TASK DATA:
--------------------
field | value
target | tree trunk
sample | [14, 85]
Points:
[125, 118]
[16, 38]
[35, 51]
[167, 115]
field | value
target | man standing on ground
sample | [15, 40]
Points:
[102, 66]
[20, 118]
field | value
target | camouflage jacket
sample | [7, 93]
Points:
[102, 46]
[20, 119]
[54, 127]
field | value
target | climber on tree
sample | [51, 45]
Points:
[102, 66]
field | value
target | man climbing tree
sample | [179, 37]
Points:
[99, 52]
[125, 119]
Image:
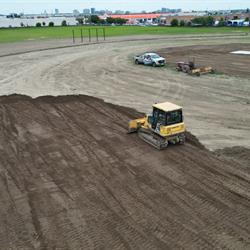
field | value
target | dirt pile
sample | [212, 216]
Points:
[217, 56]
[71, 178]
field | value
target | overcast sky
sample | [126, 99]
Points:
[38, 6]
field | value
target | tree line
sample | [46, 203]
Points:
[200, 21]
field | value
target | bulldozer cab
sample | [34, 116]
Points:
[165, 114]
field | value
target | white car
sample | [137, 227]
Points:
[152, 59]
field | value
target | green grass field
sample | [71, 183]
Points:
[23, 34]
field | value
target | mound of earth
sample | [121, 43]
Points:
[217, 56]
[72, 178]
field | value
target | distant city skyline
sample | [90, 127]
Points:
[31, 6]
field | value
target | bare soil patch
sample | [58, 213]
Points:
[217, 56]
[71, 178]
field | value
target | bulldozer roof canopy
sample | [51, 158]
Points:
[167, 106]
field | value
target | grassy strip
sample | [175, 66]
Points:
[23, 34]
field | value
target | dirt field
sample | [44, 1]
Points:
[71, 178]
[217, 56]
[108, 72]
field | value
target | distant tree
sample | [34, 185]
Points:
[51, 24]
[203, 21]
[120, 21]
[80, 20]
[182, 23]
[94, 19]
[222, 22]
[210, 21]
[102, 21]
[64, 23]
[110, 20]
[174, 22]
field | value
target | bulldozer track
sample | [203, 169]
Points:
[70, 177]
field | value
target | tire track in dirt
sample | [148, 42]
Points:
[75, 178]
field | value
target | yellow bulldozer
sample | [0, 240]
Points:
[165, 125]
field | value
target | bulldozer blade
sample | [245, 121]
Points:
[150, 139]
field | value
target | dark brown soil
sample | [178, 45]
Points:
[71, 178]
[216, 56]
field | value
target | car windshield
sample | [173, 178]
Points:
[155, 56]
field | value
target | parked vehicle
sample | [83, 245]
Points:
[152, 59]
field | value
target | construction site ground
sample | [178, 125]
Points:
[219, 57]
[72, 178]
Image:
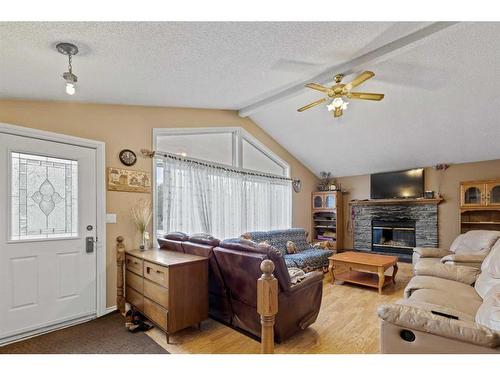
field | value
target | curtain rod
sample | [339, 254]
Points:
[155, 154]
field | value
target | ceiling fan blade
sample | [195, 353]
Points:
[315, 86]
[311, 105]
[359, 80]
[365, 96]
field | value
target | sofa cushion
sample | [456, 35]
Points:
[490, 272]
[421, 302]
[463, 274]
[475, 241]
[177, 236]
[243, 244]
[436, 283]
[311, 258]
[465, 304]
[488, 313]
[279, 238]
[423, 320]
[204, 239]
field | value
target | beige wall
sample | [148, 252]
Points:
[359, 188]
[131, 127]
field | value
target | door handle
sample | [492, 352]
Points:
[89, 244]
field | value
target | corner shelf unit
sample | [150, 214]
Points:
[480, 205]
[327, 217]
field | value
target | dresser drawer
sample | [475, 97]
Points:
[156, 313]
[156, 293]
[134, 298]
[156, 273]
[133, 264]
[134, 281]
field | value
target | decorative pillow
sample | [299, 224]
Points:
[488, 313]
[290, 247]
[246, 236]
[296, 275]
[325, 245]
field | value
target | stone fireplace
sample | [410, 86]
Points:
[395, 227]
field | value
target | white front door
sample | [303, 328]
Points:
[47, 228]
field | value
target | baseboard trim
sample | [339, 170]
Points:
[110, 309]
[43, 330]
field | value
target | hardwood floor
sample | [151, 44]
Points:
[347, 323]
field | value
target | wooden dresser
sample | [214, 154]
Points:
[169, 288]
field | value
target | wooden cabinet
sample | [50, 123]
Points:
[168, 287]
[327, 217]
[480, 205]
[480, 193]
[493, 193]
[324, 201]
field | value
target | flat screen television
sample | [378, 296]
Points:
[400, 184]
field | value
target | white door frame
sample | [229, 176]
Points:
[100, 194]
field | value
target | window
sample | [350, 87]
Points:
[43, 193]
[253, 158]
[193, 196]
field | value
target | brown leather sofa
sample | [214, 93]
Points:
[234, 267]
[299, 304]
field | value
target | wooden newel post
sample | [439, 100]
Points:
[267, 305]
[120, 260]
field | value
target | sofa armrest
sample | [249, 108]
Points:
[312, 278]
[471, 260]
[423, 320]
[462, 274]
[431, 252]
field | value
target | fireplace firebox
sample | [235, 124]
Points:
[393, 237]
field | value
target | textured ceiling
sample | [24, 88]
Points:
[441, 101]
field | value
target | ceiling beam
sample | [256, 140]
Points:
[349, 67]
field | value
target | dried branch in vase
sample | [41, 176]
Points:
[141, 213]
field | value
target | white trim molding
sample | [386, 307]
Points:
[100, 168]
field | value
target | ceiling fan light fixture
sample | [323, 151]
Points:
[337, 103]
[69, 50]
[70, 88]
[339, 92]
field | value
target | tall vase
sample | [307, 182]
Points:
[143, 245]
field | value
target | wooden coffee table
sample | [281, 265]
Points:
[364, 269]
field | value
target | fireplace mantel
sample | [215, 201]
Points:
[384, 202]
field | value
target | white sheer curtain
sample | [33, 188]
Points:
[195, 198]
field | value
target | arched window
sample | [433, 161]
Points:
[209, 199]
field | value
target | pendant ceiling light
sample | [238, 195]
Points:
[69, 50]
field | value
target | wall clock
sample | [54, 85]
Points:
[128, 157]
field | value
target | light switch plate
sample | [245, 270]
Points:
[110, 218]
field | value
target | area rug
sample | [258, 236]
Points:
[105, 335]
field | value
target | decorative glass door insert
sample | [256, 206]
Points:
[43, 197]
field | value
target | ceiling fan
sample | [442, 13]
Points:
[339, 92]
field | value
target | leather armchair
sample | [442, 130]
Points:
[218, 300]
[299, 304]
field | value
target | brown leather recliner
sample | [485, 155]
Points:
[299, 304]
[173, 241]
[219, 305]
--------------------
GIVEN REQUEST: From the material above, copy everything exactly but the pictures.

CORRECT RESULT:
field | value
target | tree trunk
sample | [14, 85]
Points:
[125, 118]
[16, 38]
[35, 51]
[167, 115]
field | value
target | man standing on ground
sample | [15, 40]
Points:
[102, 66]
[20, 118]
field | value
target | camouflage jacket
sample | [7, 93]
Points:
[102, 46]
[20, 119]
[54, 127]
field | value
target | climber on tree
sample | [51, 45]
Points:
[102, 66]
field | value
target | man climbing tree
sample | [179, 37]
Points:
[99, 52]
[125, 119]
Image:
field | value
target | dirt pile
sample | [212, 216]
Points:
[217, 56]
[71, 178]
field | value
target | overcast sky
sample | [126, 99]
Points:
[38, 6]
field | value
target | tree line
sample | [46, 203]
Points:
[200, 21]
field | value
target | bulldozer cab
sample | [34, 116]
Points:
[165, 114]
field | value
target | white car
sample | [137, 227]
Points:
[152, 59]
field | value
target | green grass field
sample | [71, 183]
Points:
[23, 34]
field | value
target | mound of earth
sample | [121, 43]
Points:
[217, 56]
[72, 178]
field | value
target | distant city skyline
sample | [90, 127]
Points:
[31, 6]
field | value
target | bare soil patch
sample | [58, 213]
Points:
[217, 56]
[71, 178]
field | value
target | bulldozer roof canopy
sample | [51, 158]
Points:
[167, 106]
field | value
target | grassy strip
sample | [175, 66]
Points:
[23, 34]
field | value
target | dirt field
sample | [44, 1]
Points:
[71, 178]
[217, 56]
[108, 72]
field | value
target | distant tree
sample | [34, 185]
Points:
[51, 24]
[203, 21]
[120, 21]
[80, 20]
[182, 23]
[94, 19]
[222, 22]
[210, 21]
[102, 21]
[64, 23]
[110, 20]
[174, 22]
field | value
target | bulldozer track
sample | [203, 169]
Points:
[70, 177]
field | value
target | tire track in dirt
sample | [148, 42]
Points:
[75, 178]
field | value
target | yellow bulldozer
sample | [0, 240]
Points:
[165, 125]
field | value
target | bulldozer blade
sample | [245, 121]
Points:
[150, 139]
field | value
target | dark brown soil
sample | [178, 45]
Points:
[71, 178]
[216, 56]
field | value
target | car windshield
sample | [173, 178]
Points:
[155, 56]
field | value
target | parked vehicle
sample | [83, 245]
Points:
[152, 59]
field | value
target | construction site ground
sample | [178, 125]
Points:
[219, 57]
[72, 178]
Image:
field | value
target | curtain rod
sample | [339, 254]
Points:
[155, 154]
field | value
target | ceiling fan blade
sample | [195, 353]
Points:
[315, 86]
[311, 105]
[359, 80]
[365, 96]
field | value
target | sofa cushion
sample | [456, 35]
Points:
[490, 272]
[421, 302]
[463, 274]
[475, 241]
[177, 236]
[243, 244]
[436, 283]
[311, 258]
[465, 304]
[488, 313]
[279, 238]
[423, 320]
[204, 239]
field | value
target | beige wall
sample | [148, 252]
Points:
[359, 188]
[131, 127]
field | value
target | door handle
sample | [492, 352]
Points:
[89, 244]
field | value
target | corner shelf unit
sample | [150, 214]
Points:
[480, 205]
[327, 217]
field | value
target | dresser drawer
sample | [475, 97]
Points:
[156, 313]
[156, 293]
[134, 298]
[156, 273]
[133, 264]
[134, 281]
field | value
target | decorative pillow
sample | [299, 224]
Points:
[488, 313]
[290, 247]
[246, 236]
[296, 275]
[325, 245]
field | value
target | stone fireplace
sample | [410, 86]
Points:
[395, 227]
field | value
target | white front door
sample | [303, 328]
Points:
[47, 228]
field | value
target | baseboard trim
sample | [339, 170]
Points:
[110, 309]
[43, 330]
field | value
target | hardwood floor
sample | [151, 44]
Points:
[347, 323]
field | value
target | wooden dresser
sample | [214, 154]
Points:
[169, 288]
field | value
target | wooden cabinet
sample | [50, 123]
Points:
[168, 287]
[327, 217]
[480, 205]
[480, 193]
[493, 193]
[324, 201]
field | value
target | flat screen television
sample | [378, 296]
Points:
[400, 184]
field | value
target | white door frame
sample | [229, 176]
Points:
[100, 194]
field | value
target | window
sample | [350, 87]
Points:
[43, 193]
[253, 158]
[193, 196]
field | value
target | brown leather sofa
sample | [214, 93]
Points:
[234, 267]
[299, 304]
field | value
target | wooden newel post
sample | [439, 100]
Points:
[267, 305]
[120, 260]
field | value
target | sofa armrest
sample | [249, 108]
Points:
[312, 278]
[471, 260]
[423, 320]
[462, 274]
[431, 252]
field | value
target | fireplace firebox
sample | [235, 124]
Points:
[393, 237]
field | value
target | textured ceiling
sample | [24, 88]
Points:
[441, 101]
field | value
target | ceiling beam
sample | [256, 140]
Points:
[349, 67]
field | value
target | dried branch in vase
sample | [41, 176]
Points:
[141, 213]
field | value
target | white trim molding
sample | [386, 307]
Points:
[100, 168]
field | value
target | ceiling fan light fixture
sample | [323, 151]
Points:
[337, 103]
[69, 50]
[70, 88]
[339, 92]
field | value
target | tall vase
sample | [307, 182]
Points:
[143, 245]
field | value
target | wooden coffee table
sample | [281, 265]
Points:
[364, 269]
field | value
target | fireplace mantel
sample | [215, 201]
Points:
[384, 202]
field | value
target | white sheer curtain
sample | [33, 188]
Points:
[195, 198]
field | value
target | arched window
sample | [433, 161]
Points:
[209, 199]
field | value
target | pendant ceiling light
sample | [238, 195]
Points:
[69, 50]
field | value
target | wall clock
sample | [54, 85]
Points:
[128, 157]
field | value
target | light switch plate
sample | [245, 270]
Points:
[110, 218]
field | value
target | area rug
sample | [258, 236]
Points:
[105, 335]
field | value
target | decorative glass door insert
sample | [256, 206]
Points:
[43, 197]
field | value
target | ceiling fan
sample | [442, 13]
Points:
[339, 92]
field | value
target | leather armchair
sample | [442, 130]
Points:
[218, 300]
[299, 304]
field | value
target | brown leather recliner
sample | [485, 155]
Points:
[299, 304]
[173, 241]
[219, 305]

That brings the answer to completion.